### Trecho do texto

|---|

Uma ideia engenhosa: Christopher Plummer é um homem que já não se lembra de nada, mas tem a missão de corrigir um crime do passado
Garanto que você vai acompanhar este filme do diretor canadense Atom Egoyan do começo ao fim no maior suspense e sem fazer a menor ideia – mas nem uma ideiazinha sequer – da reviravolta que espera por você no desfecho. Começa assim: Christopher Plummer é Zev Guttman, um judeu que mora num residencial para idosos e acabou de perder a mulher – fato que ele não registra, por estar com mal de Alzheimer e já em franca perda da memória. Zev não é bem o candidato ideal para sair viajando pelos Estados Unidos, mas é isso que outro idoso, Max Rosenbaum (Martin Landau), quer que ele faça, agora que está viúvo. Zev e Max são os únicos que ainda poderiam reconhecer o criminoso nazista Otto Hamlisch, que matou as famílias de ambos no campo de extermínio de Auschwitz. Otto entrou nos Estados Unidos ao final da II Guerra Mundial, em 1945, com o nome de Rudy Kurlander – nome que ele roubou de uma de suas vítimas. O problema é que mais três outros alemães chamados Rudy Kurlander entraram no país na mesma época. Qual dos quatro é o carrasco? Essa é a primeira tarefa de Zev: viajar para quatro cidades e identificar Otto. E então, em seguida, matá-lo; Max argumenta que tanto eles quanto o nazista estão velhos demais para cumprir os prazos longos dos tribunais, e a justiça terá de sair de suas próprias mãos.
O que posso adiantar é que, sempre guiado por uma carta de Max com instruções detalhadas, Zev encontrará, sim, os quatro Rudy Kurlander ou os descendentes deles (e são apavorantes e desorientadoras as horas que ele passa na companhia de um sujeito interpretado por Dean Norris, o cunhado de Walter White em Breaking Bad). Dois dos Rudy são vividos por atores célebres por seus desempenhos em filmes de II Guerra: Jürgen Prochnow foi o heróico capitão de um submarino alemão em O Barco – Inferno no Mar (que está disponível no Netflix), e Bruno Ganz foi, claro, um Adolf Hitler sem rival em A Queda!. Não há dúvida que Atom Egoyan está brincando com as expectativas da plateia. Mas a brincadeira é particularmente intrigante no caso do seu protagonista: Christopher Plummer, de 86 anos, está esplêndido no papel de Zev; a maneira como ele a cada dia reconstrói sua memória e compreende desde o início a sua missão é um trabalho de ouriversaria. Plummer, porém, fez carreira interpretando tipos patrícios ou arianos, e homens de autoridade e de poder. Vê-lo à mercê do esquecimento é uma experiência desconcertante.

|---|

### O que fazer
**1.** Responda com base na resenha sobre o filme de Atom Egoyan:
(a) De que doença Zev Guttman sofre?
(b) Com que nome Otto Hamlisch entrou nos Estados Unidos?
(c) Quantos anos tem Christopher Plummer, segundo a resenha?
**2.** Diga se cada afirmação abaixo está de acordo com a resenha. Responda sim ou não e cite as palavras do texto que decidem.
(a) Otto Hamlisch chegou aos Estados Unidos em 1945.
(b) Max Rosenbaum é interpretado por Dean Norris.
(c) Bruno Ganz fez o papel de Adolf Hitler em A Queda!.

|---|

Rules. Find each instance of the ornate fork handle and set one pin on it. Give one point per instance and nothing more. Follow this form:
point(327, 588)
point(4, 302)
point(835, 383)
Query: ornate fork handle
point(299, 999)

|---|

### Respostas por tarefa
**1.**
(a) Mal de Alzheimer.
(b) Rudy Kurlander.
(c) 86 anos.

**2.**
(a) Sim: "Otto entrou nos Estados Unidos ao final da II Guerra Mundial, em 1945".
(b) Não: "Max Rosenbaum (Martin Landau)".
(c) Sim: "Bruno Ganz foi, claro, um Adolf Hitler sem rival em A Queda!".